------ DATA TO USE

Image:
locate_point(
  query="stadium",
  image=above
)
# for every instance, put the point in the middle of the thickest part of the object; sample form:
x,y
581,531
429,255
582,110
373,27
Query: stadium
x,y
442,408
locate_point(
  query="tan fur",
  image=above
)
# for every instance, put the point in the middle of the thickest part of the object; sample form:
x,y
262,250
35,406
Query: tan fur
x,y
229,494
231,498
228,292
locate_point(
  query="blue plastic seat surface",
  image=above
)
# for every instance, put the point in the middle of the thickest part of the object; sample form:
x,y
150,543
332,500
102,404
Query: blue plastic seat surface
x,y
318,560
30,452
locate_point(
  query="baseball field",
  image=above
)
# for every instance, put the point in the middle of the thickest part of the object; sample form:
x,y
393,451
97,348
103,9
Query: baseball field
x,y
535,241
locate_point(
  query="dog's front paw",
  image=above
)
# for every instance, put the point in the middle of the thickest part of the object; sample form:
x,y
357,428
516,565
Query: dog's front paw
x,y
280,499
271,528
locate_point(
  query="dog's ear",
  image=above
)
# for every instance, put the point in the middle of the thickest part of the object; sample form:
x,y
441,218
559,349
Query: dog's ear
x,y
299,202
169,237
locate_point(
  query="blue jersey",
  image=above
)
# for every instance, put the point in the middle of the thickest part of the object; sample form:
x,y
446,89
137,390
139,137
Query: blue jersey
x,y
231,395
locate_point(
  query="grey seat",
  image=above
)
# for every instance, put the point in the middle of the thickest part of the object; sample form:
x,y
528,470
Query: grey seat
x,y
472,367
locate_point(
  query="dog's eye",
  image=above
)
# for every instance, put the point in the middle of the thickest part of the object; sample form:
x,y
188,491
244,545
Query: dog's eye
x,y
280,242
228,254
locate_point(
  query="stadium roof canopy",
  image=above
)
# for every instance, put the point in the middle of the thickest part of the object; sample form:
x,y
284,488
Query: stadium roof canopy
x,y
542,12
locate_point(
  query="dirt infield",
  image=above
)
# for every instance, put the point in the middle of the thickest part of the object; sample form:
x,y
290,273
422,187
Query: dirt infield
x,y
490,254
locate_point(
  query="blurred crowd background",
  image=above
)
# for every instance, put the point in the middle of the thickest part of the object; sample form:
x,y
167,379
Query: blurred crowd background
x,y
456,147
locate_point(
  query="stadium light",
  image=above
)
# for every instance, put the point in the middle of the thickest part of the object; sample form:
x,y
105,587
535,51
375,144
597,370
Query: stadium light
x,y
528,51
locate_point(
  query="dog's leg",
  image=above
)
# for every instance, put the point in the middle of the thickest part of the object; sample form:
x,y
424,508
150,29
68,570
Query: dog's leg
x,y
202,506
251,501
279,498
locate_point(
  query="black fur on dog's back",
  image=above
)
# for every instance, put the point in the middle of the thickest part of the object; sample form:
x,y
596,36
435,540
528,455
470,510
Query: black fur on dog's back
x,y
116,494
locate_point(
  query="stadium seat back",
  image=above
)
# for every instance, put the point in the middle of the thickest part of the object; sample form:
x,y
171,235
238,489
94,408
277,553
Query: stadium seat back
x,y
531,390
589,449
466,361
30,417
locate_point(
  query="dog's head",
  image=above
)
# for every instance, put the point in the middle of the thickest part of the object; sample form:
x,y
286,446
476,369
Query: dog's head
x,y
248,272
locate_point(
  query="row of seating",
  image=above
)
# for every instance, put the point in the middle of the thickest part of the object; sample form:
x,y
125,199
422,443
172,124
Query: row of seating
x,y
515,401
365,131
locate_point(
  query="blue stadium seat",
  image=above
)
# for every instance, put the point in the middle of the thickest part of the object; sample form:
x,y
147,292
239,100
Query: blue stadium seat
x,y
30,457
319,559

------------

» JOB
Restate the listing above word for word.

» RESULT OF THIS EXERCISE
Image:
locate_point(
  query="stadium",
  image=above
)
# for every instance, put the point in the middle of the thickest part of the object; sample form:
x,y
581,531
429,255
582,110
373,27
Query: stadium
x,y
442,408
locate_point(
  query="tan fur",
  image=above
)
# for every instance, put the point in the middle of the thickest part of the object; sample form:
x,y
262,250
35,406
Query: tan fur
x,y
229,494
231,498
228,292
locate_point(
  query="blue plastic seat surface",
  image=above
)
# for every instance, put the point in the middle of the thickest part of the object; sample form:
x,y
150,543
332,500
102,404
Query: blue plastic seat surface
x,y
318,560
30,452
locate_point(
  query="baseball field",
  image=above
)
# for every instance, put the point in the middle of the thickest part of the object; sample form:
x,y
393,451
97,348
103,9
Query: baseball field
x,y
535,241
locate_point(
  query="dog's front paw",
  image=above
)
# for every instance, put the point in the middle of the thickest part of the object; sample form:
x,y
357,428
516,565
Query: dog's front paw
x,y
280,499
271,528
locate_point(
  query="dog's ear",
  image=above
)
# for every instance, put the point in the middle of the thickest part of the object; sample form:
x,y
441,218
559,349
Query: dog's ear
x,y
299,202
169,237
locate_point(
  query="blue jersey",
  image=above
)
# for every instance, put the point in the middle of the thickest part of the object; sample form:
x,y
446,89
137,390
139,137
Query: blue jersey
x,y
231,395
locate_point(
  query="grey seat",
  image=above
)
# for every instance, put the point in the middle of the thickest part of the object; sample form:
x,y
528,470
Query: grey seat
x,y
472,367
locate_point(
  query="dog's eye",
  image=above
)
# for every instance, put the point in the middle of the thickest part of the object; sample form:
x,y
188,491
244,545
Query: dog's eye
x,y
280,242
228,254
locate_point(
  query="stadium roof canopy",
  image=above
)
# for every instance, put the point in the middle of the thickest part of the object; sample form:
x,y
284,488
Query: stadium roof canopy
x,y
542,12
locate_point(
  query="dirt infield",
  image=above
)
# for every instance, put the point in the middle of the thickest part of the object; sample form:
x,y
290,273
422,187
Query: dirt infield
x,y
490,254
locate_point(
  query="blurred crowd background",
  image=above
)
# for every instance, put the point in the middle of the thickest part of the object; sample form:
x,y
167,379
Query: blurred crowd background
x,y
456,147
locate_point(
  query="stadium light",
  image=above
)
# for every instance, put the point in the middle of the thickest part of the object; sample form:
x,y
105,587
535,51
375,144
597,370
Query: stadium light
x,y
528,51
locate_point(
  query="dog's leg",
  image=above
)
# for every instance, put the point in the middle of the thickest part of the object; sample form:
x,y
424,508
150,29
68,570
Query: dog's leg
x,y
202,506
251,501
279,498
locate_point(
  query="black fur on dog's back",
  image=above
)
# for every instance, put the point in the middle of the thickest part of the object; sample form:
x,y
596,36
435,540
528,455
470,510
Query: black fur on dog's back
x,y
116,494
locate_point(
  query="stadium seat back",
  image=above
)
# for every instance, put the point in the middle of the thickest part of the object; sample form:
x,y
171,235
238,489
94,408
277,553
Query: stadium seat back
x,y
531,390
589,449
466,361
30,417
locate_point(
  query="dog's head",
  image=above
)
# for every instance, put the point in the middle of the thickest part of the object; sample form:
x,y
286,446
476,369
Query: dog's head
x,y
248,272
locate_point(
  query="row of seating",
  image=above
)
# for every instance, put the point in the middle of the thickest part of the object; sample form:
x,y
125,199
422,443
172,124
Query: row of seating
x,y
515,401
365,131
locate_point(
  query="blue stadium seat",
  image=above
)
# for every instance, put the point in the middle of the thickest part of the object; sample form:
x,y
147,292
239,100
Query: blue stadium seat
x,y
30,457
319,559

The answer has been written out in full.